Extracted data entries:
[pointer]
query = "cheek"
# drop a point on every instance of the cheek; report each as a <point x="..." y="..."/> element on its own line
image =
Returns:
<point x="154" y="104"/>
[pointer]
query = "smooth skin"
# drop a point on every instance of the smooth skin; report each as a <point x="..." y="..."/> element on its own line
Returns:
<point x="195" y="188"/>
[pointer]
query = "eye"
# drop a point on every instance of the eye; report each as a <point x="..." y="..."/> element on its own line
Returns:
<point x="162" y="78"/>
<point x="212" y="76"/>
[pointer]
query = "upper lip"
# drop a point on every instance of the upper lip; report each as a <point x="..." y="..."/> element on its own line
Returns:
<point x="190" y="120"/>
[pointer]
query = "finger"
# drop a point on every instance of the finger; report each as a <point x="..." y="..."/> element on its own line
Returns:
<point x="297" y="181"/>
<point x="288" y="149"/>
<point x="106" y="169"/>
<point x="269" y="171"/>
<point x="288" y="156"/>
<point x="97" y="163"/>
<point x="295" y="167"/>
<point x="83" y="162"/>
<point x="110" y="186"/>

What to produce: Copy over exactly the lines above from the one with "# drop a point on every instance of the finger;" to the last, both included, and no others.

Finished exercise:
# drop a point on every instance of the finger; report each as a <point x="..." y="..."/> element on its own line
Returns:
<point x="297" y="181"/>
<point x="288" y="149"/>
<point x="106" y="169"/>
<point x="269" y="171"/>
<point x="288" y="156"/>
<point x="97" y="163"/>
<point x="295" y="167"/>
<point x="83" y="162"/>
<point x="110" y="186"/>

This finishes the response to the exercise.